PASSAGE →

Name: Ngaio

Scientific name: Myoporum laetum

NZ Status: Endemic

Conservation Status (NZTCS): Non threatened

Found: Ngaio is a very familiar salt-tolerant species found mostly in coastal, but also in lowland forests throughout the country. Ngaio is uncommon in the far south.

Did you know? Ngaio’s leaves are green and fleshy with dotted yellow oil glands that are packed full of a toxin that can cause sickness or death in stock such as cattle, sheep, pigs and horses. When extracted the oil can also be used for medicinal purposes.

Photo Credit: Pam Fuller

Ngaio is a hardy fast-growing tree up to 10 metres tall. Often a dome shaped tree, ngaio has a trunk about 30 cetimetres in diameter with rough and furrowed bark. Its delicate flowers are white spotted with purple and occur from mid-spring to mid-summer. Ngaioberries are redish purple and ripen through summer and autumn. 

Ngaio has been used as a medicinal plant by Māori for toothache and skin complaints. It was also used as insect repellent; young shoots or an infusion of leaves were rubbed onto the skin to ward off mosquitoes and sandflies.

The genus is mainly Australian with a few species in New Zealand and east Asia.


Look for them: At ZEALANDIA ngaio are common along Lake Road, particularly in the northern section.

TASK PROMPT →
Use the ngaio profile to answer these:
(a) How tall can a ngaio tree grow?
(b) Which stock animals can the toxin in ngaio leaves sicken or kill?
(c) Where at ZEALANDIA are ngaio common?
The listing is not needed for anything in the ngaio profile.

THE DATA →
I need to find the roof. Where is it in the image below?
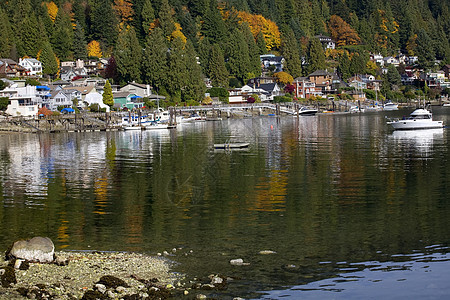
[64,85,95,94]
[126,82,147,89]
[308,70,332,77]
[259,83,277,92]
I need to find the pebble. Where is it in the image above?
[259,250,276,255]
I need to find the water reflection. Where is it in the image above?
[0,113,450,299]
[390,128,444,156]
[261,247,450,299]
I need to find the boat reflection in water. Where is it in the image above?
[390,128,444,153]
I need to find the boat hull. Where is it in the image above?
[388,120,444,130]
[214,143,249,149]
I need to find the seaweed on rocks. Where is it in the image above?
[0,266,17,288]
[97,275,129,289]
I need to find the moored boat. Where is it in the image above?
[298,106,318,116]
[383,101,398,110]
[387,108,444,130]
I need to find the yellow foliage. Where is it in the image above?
[329,15,361,47]
[87,40,102,58]
[170,30,187,44]
[273,72,294,85]
[113,0,134,23]
[45,1,58,23]
[224,11,281,51]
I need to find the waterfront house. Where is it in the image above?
[0,58,26,78]
[48,90,73,111]
[307,70,335,95]
[315,34,336,50]
[259,54,284,73]
[120,81,152,98]
[293,77,323,99]
[63,85,97,104]
[0,85,41,117]
[19,58,42,77]
[113,92,144,110]
[442,65,450,80]
[60,67,77,81]
[83,92,110,112]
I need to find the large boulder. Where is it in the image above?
[6,237,55,263]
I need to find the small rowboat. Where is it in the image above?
[214,143,249,150]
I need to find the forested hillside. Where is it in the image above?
[0,0,450,101]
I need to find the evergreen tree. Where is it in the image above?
[114,27,142,85]
[256,31,267,55]
[50,9,74,60]
[165,38,190,101]
[416,28,435,68]
[189,0,214,17]
[105,55,118,83]
[38,41,59,76]
[349,52,369,75]
[158,0,176,37]
[198,38,212,77]
[72,1,88,34]
[0,8,14,57]
[142,28,169,91]
[15,13,41,57]
[180,11,197,45]
[308,38,325,73]
[141,0,155,36]
[208,44,228,88]
[90,0,119,49]
[298,0,314,37]
[240,22,261,77]
[281,28,302,78]
[225,29,250,83]
[182,41,206,101]
[102,80,114,107]
[73,23,87,60]
[201,1,227,44]
[337,51,351,80]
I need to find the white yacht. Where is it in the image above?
[387,108,444,130]
[383,101,398,110]
[298,106,318,116]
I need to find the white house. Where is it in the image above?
[84,92,110,112]
[120,82,152,98]
[315,34,336,50]
[48,90,73,110]
[19,58,42,77]
[2,85,40,117]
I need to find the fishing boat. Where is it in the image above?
[387,108,444,130]
[383,101,398,110]
[298,106,318,116]
[214,143,250,150]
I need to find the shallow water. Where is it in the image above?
[0,108,450,299]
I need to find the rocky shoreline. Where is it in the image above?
[0,252,189,299]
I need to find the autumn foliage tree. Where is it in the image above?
[273,72,294,85]
[45,1,58,23]
[113,0,134,24]
[328,15,361,47]
[87,40,102,57]
[225,11,281,51]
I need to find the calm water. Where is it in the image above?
[0,108,450,299]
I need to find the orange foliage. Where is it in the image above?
[62,2,76,30]
[170,23,187,44]
[113,0,134,23]
[224,11,281,51]
[45,1,58,23]
[328,15,361,47]
[273,72,294,85]
[87,40,102,57]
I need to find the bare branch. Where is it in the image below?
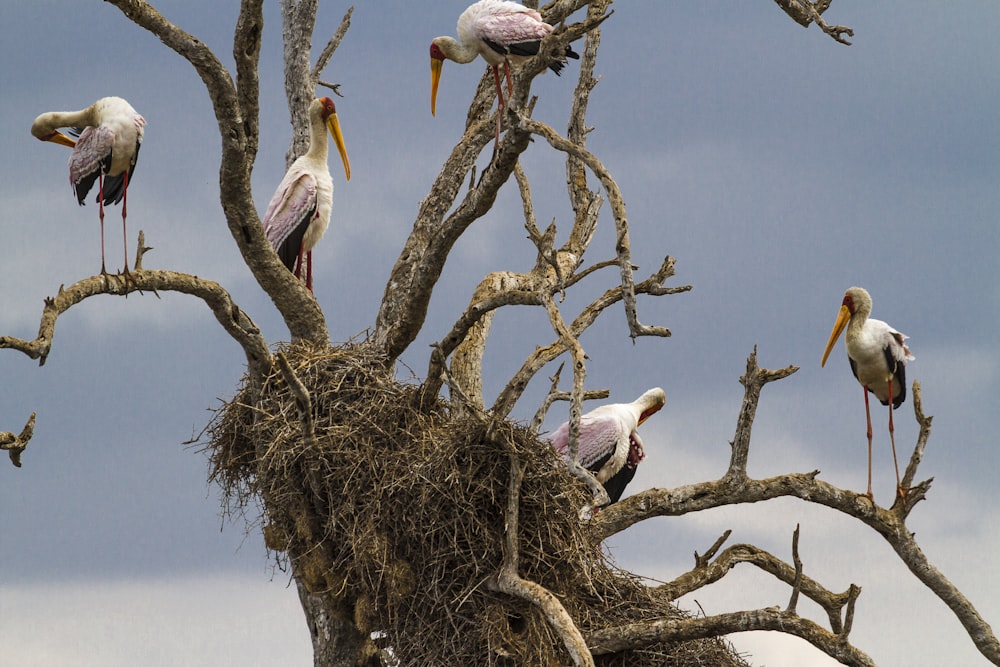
[785,524,802,612]
[726,345,799,481]
[490,453,594,667]
[312,7,354,83]
[108,0,329,343]
[518,115,670,338]
[774,0,854,46]
[491,257,691,414]
[0,269,271,377]
[587,608,875,667]
[0,412,35,468]
[274,352,316,447]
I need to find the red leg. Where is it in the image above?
[295,245,303,278]
[122,169,128,273]
[306,250,312,292]
[889,377,906,498]
[97,172,108,276]
[861,385,875,502]
[493,61,506,151]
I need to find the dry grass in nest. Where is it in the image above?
[208,344,746,667]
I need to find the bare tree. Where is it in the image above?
[0,0,1000,666]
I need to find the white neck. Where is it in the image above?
[434,37,479,64]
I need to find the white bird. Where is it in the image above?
[263,97,351,292]
[820,287,915,498]
[549,387,667,503]
[31,97,146,274]
[431,0,580,142]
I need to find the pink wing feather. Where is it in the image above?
[473,2,552,44]
[549,414,628,468]
[264,164,316,249]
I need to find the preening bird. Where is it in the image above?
[263,97,351,292]
[549,387,667,503]
[820,287,914,498]
[31,97,146,274]
[431,0,580,143]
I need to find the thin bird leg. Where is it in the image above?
[97,171,108,276]
[861,385,875,503]
[493,61,507,151]
[295,245,305,278]
[306,250,312,292]
[122,169,128,273]
[889,377,906,498]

TASK RESPONSE →
(a) Up to 10 m tall.
(b) Cattle, sheep, pigs and horses.
(c) Along Lake Road, particularly in the northern section.